### TEKS
Wakil Ketua Asosiasi Pemerintah Kota Seluruh Indonesia (APEKSI), Bima Arya, mengatakan sejauh ini belum pernah ada sesi pembahasan antara APEKSI dengan DPR RI terkait UU Ciptaker. Sementara, APEKSI memiliki beberapa catatan dan rekomendasi penyesuaian terhadap aturan tersebut terutama soal perizinan dan tata ruang.

“Karena itu, sebaiknya ada ruang untuk memberikan masukan terhadap rumusan Peraturan Pemerintah dari semua pihak yang ketika proses Omnibus Law tidak maksimal dilakukan,” katanya.

Wali Kota Bogor itu meminta, rumusan Peraturan Pemerintah nantinya harus lebih jelas untuk mengatur dan memastikan bahwa lingkungan hidup tetap terjaga. Ada sinkronisasi antara rencana desain pembangunan di daerah, dan juga keinginan dari pusat untuk menyelaraskan atau meningkatkan pertumbuhan ekonomi.
######
### BARIS DATA
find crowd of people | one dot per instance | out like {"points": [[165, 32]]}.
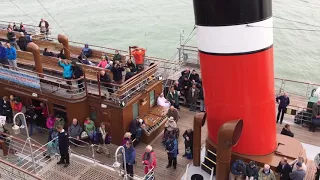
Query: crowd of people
######
### BARIS DATA
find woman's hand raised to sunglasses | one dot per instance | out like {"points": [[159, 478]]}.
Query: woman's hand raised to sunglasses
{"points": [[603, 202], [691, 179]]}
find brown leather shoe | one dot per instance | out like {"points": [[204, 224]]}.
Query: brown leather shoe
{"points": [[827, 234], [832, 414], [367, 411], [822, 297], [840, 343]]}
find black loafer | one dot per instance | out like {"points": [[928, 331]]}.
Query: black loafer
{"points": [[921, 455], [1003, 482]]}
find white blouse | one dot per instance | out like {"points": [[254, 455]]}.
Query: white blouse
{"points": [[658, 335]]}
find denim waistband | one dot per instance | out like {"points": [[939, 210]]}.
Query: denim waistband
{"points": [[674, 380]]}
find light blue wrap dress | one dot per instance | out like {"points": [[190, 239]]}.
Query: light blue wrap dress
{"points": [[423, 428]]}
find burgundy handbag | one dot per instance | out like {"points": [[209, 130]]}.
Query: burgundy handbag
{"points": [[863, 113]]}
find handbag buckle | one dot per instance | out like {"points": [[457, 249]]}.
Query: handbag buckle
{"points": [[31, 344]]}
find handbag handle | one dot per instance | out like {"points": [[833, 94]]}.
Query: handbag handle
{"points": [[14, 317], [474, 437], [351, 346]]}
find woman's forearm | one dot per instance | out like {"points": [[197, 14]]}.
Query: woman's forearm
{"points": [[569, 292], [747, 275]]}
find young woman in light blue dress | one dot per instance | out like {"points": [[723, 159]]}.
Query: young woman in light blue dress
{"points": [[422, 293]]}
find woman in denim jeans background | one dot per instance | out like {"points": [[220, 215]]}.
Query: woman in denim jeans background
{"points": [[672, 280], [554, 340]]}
######
### BARIS DATA
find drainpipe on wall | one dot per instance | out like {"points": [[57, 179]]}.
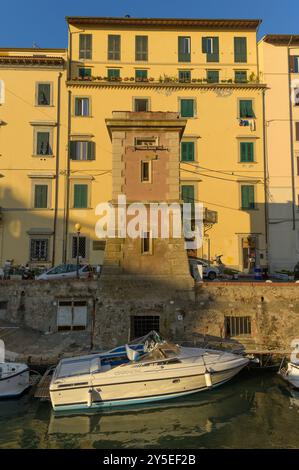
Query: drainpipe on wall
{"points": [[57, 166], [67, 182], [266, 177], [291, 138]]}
######
■ **PERINTAH TUGAS**: Lanjutkan teks tentang catatan APEKSI terhadap UU Ciptaker, mulai setelah kalimat terakhirnya.

■ **JAWABAN**:
“Dari draft yang saya pelajari terkait kewenangan Pemerintah Daerah dalam UU tersebut, ada beberapa nomenklatur yang berubah. Misalnya, kata perizinan hilang dari konsep Omnibus di mana izin disebutkan menjadi kewenangan Pemerintah Pusat. Sehingga akan memiliki implikasi bagi daerah terkait pengendalian, pendapatan daerah atau retribusi,” ungkapnya.

Selain itu, secara kelembagaan, Bima mengatakan akan ada perubahan signifikan terkait keberadaan Dinas Penanaman Modal dan Pelayanan Terpadu Satu Pintu (DPMPTSP). Otomatis dengan Online Single Submission (OSS) sebagaimana amanat di Omnibus Law, maka semua proses izin maupun non-izin, dikeluarkan secara elektronik melalui satu sistem itu dan DPMPTSP bukan lagi sebagai pelayanan tetapi lebih kuat kepada ranah pengawasan.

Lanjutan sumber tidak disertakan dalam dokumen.